Revise the material from the line with "dark blue sky -> box" to the line with "top-left (0, 0), bottom-right (408, 266)" by changing "night sky" to "starry sky", and return only those lines with everything else left as is.

-- START OF MATERIAL SHOWN --

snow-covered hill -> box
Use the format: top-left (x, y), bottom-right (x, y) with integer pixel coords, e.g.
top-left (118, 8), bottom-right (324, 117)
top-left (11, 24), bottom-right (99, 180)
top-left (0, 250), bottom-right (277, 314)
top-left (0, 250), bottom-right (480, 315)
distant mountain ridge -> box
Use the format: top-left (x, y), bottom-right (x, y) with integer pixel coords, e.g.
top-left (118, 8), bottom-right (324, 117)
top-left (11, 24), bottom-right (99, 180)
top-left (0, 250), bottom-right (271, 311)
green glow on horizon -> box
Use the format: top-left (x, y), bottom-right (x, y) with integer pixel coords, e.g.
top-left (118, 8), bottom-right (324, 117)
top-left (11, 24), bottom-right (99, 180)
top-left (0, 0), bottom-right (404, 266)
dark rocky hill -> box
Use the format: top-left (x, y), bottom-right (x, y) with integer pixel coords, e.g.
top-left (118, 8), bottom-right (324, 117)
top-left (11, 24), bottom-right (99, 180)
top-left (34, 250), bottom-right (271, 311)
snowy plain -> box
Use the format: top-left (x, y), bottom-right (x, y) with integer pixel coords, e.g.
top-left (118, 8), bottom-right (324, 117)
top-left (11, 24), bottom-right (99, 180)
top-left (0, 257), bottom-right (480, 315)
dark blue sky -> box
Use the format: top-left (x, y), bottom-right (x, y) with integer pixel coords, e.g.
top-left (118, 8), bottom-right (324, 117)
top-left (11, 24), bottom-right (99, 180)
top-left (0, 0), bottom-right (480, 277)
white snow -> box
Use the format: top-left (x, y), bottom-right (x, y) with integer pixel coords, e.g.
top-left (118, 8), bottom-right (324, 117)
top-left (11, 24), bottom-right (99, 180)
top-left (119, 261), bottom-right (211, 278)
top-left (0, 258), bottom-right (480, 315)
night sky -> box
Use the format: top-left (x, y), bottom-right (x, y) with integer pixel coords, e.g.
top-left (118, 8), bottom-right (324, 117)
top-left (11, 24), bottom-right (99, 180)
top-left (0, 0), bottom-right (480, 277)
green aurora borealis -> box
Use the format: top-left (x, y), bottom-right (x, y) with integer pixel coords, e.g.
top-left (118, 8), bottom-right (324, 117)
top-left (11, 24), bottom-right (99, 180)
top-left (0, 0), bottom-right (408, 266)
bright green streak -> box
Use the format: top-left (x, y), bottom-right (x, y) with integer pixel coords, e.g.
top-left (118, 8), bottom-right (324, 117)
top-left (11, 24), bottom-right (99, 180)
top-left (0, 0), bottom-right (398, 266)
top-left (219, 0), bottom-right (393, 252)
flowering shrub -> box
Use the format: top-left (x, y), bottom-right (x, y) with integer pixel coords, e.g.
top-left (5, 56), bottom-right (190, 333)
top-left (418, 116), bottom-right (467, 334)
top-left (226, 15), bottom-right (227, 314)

-- END OF MATERIAL SHOWN --
-- START OF MATERIAL SHOWN --

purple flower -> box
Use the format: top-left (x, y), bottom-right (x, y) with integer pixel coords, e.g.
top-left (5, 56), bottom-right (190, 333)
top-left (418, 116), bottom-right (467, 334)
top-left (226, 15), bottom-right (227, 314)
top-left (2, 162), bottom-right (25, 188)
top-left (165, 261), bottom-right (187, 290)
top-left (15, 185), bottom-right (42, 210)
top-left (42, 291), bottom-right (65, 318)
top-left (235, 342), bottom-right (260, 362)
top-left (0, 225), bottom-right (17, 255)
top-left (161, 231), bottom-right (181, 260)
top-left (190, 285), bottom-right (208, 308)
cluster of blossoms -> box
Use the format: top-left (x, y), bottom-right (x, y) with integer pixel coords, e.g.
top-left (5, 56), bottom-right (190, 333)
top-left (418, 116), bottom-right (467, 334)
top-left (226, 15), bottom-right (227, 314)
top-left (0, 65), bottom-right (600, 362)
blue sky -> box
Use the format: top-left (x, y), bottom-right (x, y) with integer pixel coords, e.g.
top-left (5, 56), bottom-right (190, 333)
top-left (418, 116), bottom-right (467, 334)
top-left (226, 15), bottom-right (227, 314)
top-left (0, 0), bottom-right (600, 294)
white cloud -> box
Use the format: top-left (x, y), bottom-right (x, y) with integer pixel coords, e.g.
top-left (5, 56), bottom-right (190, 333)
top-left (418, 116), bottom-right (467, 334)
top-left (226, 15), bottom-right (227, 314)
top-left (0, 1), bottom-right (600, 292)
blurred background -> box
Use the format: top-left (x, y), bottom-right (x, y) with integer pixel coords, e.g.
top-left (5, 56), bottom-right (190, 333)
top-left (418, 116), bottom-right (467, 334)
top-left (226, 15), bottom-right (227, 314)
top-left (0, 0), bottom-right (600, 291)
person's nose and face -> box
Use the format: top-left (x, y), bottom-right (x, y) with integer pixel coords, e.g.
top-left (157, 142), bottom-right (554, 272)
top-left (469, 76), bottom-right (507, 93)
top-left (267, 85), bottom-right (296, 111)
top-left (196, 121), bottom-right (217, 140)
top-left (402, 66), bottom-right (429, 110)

-- END OF MATERIAL SHOWN --

# REPLY TO THE TASK:
dark blue sky -> box
Use the format: top-left (x, y), bottom-right (x, y) with integer pixel coords, e.g.
top-left (118, 8), bottom-right (324, 117)
top-left (11, 24), bottom-right (99, 180)
top-left (0, 0), bottom-right (480, 277)
white snow -> box
Use the format: top-left (x, y), bottom-right (x, y) with integer pixel coords, e.g.
top-left (118, 8), bottom-right (324, 117)
top-left (11, 24), bottom-right (99, 180)
top-left (119, 261), bottom-right (211, 278)
top-left (0, 258), bottom-right (480, 315)
starry sky -> box
Use the format: top-left (x, y), bottom-right (x, y) with integer pixel coords, e.g.
top-left (118, 8), bottom-right (324, 117)
top-left (11, 24), bottom-right (99, 180)
top-left (0, 0), bottom-right (480, 277)
green aurora borealis -> box
Use the format: top-left (x, y), bottom-right (x, y) with integer pixel coords, e.g.
top-left (118, 8), bottom-right (324, 117)
top-left (11, 24), bottom-right (99, 180)
top-left (0, 0), bottom-right (408, 266)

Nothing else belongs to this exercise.